__GOAL OF THE EXERCISE__.
Return exactly the final stretch of the records below, opening with the line that contains "Crop-scouting request: mark the knit" and closing with the last line.
EXERCISE INPUTS START
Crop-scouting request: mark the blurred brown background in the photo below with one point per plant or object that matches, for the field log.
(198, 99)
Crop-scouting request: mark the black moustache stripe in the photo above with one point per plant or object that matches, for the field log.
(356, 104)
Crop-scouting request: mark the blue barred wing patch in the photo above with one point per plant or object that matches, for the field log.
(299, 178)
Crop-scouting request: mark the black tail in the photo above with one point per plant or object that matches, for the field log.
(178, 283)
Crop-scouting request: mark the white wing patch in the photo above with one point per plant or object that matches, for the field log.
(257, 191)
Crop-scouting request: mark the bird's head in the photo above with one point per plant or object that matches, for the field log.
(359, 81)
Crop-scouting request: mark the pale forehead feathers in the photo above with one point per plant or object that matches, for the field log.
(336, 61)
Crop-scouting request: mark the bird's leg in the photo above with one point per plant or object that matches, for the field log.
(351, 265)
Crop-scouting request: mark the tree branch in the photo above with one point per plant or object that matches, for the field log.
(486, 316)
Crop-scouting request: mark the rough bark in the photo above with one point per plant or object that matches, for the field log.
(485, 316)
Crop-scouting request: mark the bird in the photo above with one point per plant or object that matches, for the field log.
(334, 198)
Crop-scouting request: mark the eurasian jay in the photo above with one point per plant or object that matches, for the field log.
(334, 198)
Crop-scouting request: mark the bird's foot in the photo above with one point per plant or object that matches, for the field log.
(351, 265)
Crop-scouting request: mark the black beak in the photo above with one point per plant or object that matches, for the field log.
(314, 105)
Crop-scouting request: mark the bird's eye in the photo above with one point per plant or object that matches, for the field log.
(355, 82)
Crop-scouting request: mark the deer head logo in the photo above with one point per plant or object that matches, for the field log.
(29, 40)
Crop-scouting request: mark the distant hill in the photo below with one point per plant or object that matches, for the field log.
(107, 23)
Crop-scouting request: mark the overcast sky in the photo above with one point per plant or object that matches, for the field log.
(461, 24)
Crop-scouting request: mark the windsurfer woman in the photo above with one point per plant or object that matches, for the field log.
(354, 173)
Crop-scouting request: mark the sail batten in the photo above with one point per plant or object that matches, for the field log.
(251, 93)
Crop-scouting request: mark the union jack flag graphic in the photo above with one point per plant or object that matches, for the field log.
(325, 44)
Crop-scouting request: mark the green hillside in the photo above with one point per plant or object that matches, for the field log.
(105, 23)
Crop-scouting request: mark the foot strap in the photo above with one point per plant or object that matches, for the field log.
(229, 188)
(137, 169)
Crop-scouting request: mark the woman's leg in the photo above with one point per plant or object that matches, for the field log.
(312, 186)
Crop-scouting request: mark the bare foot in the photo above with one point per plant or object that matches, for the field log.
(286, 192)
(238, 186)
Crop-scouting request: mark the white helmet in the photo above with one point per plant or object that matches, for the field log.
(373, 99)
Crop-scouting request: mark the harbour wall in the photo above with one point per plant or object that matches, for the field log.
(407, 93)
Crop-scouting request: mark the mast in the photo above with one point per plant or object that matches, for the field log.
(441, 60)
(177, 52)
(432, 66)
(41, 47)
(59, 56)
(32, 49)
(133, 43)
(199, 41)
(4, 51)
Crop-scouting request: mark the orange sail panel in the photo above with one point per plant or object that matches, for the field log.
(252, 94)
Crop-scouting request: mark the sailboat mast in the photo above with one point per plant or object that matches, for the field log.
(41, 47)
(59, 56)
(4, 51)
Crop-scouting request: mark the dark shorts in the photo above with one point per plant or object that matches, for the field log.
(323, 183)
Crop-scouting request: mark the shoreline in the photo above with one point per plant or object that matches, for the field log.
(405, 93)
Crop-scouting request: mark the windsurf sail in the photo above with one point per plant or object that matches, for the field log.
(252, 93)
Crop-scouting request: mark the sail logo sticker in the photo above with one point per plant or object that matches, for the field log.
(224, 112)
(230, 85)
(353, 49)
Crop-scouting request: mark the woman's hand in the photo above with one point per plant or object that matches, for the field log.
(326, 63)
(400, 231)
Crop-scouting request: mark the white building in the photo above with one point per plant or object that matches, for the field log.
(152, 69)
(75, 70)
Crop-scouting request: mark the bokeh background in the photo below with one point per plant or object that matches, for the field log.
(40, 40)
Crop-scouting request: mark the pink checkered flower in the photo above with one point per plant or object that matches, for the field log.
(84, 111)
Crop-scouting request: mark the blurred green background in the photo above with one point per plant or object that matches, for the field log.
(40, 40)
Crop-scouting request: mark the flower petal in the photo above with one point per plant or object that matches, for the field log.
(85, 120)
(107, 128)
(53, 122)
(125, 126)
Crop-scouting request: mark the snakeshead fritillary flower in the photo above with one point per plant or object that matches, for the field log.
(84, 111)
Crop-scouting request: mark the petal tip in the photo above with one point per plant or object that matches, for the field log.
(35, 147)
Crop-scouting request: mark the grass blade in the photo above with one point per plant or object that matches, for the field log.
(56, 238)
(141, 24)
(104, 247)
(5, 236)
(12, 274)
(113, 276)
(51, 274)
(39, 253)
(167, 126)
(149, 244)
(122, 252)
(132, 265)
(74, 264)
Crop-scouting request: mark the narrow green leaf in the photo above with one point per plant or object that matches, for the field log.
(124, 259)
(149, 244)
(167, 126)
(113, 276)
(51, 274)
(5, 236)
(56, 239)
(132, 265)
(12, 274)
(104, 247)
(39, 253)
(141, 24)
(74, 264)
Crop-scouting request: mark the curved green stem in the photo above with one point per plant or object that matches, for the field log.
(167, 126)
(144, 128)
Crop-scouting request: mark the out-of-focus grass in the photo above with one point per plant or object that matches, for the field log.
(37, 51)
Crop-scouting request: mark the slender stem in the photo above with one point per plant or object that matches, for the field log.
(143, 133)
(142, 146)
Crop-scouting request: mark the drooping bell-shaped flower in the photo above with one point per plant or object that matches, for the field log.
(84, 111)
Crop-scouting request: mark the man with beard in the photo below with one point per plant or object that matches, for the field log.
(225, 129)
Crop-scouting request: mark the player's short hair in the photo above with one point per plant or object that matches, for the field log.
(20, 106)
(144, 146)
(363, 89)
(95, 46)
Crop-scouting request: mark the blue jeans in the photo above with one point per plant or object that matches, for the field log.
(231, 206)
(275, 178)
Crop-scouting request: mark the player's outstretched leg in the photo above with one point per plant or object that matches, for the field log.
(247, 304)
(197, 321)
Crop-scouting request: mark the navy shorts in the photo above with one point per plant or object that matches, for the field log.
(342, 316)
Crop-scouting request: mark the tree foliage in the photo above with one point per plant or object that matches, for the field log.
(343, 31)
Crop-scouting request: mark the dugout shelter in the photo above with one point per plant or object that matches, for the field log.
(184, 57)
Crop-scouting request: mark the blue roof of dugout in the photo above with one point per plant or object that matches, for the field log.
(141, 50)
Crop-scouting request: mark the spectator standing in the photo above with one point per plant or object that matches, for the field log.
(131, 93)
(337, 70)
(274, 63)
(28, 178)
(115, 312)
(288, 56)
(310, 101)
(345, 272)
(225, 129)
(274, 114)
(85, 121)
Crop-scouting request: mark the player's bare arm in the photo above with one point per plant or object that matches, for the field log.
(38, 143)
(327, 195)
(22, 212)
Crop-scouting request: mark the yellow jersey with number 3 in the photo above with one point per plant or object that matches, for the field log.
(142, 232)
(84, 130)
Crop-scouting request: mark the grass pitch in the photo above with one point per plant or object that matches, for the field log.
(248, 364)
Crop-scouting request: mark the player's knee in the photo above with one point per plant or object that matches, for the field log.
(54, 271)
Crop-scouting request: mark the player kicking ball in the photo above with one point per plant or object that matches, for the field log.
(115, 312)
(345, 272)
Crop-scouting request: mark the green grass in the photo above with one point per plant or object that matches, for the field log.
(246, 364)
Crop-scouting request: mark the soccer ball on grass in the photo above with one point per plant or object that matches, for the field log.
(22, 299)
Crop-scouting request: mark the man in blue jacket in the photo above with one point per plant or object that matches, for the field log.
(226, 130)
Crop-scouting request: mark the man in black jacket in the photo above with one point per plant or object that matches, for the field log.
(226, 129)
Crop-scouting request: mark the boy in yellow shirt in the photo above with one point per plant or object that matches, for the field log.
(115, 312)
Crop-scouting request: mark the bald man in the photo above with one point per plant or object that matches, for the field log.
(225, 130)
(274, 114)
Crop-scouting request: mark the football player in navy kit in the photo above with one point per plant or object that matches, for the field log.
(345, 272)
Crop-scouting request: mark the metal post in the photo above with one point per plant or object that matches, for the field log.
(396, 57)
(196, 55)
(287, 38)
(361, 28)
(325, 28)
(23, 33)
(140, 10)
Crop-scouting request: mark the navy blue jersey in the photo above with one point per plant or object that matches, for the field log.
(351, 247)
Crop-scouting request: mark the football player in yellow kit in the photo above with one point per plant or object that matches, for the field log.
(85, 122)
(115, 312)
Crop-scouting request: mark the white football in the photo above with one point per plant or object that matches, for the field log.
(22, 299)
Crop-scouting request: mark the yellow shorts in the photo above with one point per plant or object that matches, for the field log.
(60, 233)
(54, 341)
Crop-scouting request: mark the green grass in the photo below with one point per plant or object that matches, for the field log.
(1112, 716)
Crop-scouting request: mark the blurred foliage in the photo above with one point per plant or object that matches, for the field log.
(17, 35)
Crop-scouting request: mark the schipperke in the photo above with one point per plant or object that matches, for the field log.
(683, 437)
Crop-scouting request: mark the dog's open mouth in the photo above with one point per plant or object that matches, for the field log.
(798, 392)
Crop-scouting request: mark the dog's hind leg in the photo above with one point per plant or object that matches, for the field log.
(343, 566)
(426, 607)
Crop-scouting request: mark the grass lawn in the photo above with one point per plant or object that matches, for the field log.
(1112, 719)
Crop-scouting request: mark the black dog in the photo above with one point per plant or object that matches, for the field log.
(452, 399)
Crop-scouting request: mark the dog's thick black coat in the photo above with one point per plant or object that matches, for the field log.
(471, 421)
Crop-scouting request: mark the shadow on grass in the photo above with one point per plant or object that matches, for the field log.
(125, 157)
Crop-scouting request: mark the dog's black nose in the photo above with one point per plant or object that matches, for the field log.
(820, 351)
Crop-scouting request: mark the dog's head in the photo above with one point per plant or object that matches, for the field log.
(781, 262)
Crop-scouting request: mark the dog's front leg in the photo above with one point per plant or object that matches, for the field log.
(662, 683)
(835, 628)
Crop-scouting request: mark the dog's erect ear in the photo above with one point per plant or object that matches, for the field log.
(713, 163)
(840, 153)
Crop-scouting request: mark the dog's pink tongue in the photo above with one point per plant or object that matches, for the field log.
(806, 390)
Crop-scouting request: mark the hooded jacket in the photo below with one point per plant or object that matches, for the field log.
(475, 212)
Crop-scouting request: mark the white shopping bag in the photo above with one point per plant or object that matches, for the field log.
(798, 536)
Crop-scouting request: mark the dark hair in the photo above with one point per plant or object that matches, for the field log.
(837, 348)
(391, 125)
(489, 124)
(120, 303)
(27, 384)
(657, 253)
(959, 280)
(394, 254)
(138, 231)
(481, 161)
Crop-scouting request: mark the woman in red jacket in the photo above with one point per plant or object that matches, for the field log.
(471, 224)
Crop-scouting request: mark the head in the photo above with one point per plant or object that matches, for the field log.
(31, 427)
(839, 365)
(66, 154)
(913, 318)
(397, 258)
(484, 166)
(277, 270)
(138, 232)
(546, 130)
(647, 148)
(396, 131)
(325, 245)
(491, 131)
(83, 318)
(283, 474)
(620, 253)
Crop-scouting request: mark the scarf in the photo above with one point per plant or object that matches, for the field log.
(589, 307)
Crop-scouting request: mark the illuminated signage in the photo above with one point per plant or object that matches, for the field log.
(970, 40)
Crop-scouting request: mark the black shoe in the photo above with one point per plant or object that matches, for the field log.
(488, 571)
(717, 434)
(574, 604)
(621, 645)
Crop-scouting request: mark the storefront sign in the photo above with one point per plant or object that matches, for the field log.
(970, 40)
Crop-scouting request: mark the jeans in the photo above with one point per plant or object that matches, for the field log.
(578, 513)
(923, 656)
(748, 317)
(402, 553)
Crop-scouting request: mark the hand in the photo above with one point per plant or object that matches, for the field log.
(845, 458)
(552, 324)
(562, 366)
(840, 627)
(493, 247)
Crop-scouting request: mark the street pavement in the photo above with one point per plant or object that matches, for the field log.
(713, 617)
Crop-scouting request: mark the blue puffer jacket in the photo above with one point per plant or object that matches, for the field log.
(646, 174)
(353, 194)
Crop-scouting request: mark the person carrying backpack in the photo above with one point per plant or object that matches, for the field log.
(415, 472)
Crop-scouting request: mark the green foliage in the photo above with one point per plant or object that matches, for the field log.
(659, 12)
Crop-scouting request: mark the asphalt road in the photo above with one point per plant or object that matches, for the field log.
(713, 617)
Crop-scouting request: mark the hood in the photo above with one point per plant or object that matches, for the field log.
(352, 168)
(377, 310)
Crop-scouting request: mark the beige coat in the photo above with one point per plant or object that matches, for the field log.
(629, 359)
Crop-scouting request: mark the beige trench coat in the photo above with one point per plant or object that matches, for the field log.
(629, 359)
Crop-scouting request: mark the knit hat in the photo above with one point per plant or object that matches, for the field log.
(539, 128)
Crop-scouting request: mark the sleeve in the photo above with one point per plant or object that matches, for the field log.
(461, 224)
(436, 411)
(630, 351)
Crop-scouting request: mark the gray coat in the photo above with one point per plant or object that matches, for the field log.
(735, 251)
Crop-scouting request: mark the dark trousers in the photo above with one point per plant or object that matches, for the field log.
EXERCISE INPUTS END
__WRITTEN REPLY__.
Crop-scouting request: mark the knit hat in the photo above with one point per plant or object that matches, for the field log.
(539, 128)
Crop-scouting request: mark the sleeve in the photo above with one point per plant or object that matches, for the field log.
(461, 224)
(436, 411)
(630, 351)
Crop-scouting request: mark the gray coat in the photo above with one point per plant or object that matches, for the field log.
(735, 251)
Crop-scouting request: mark the dark trousers in the photo above with one point per plant or object that matches, for the field log.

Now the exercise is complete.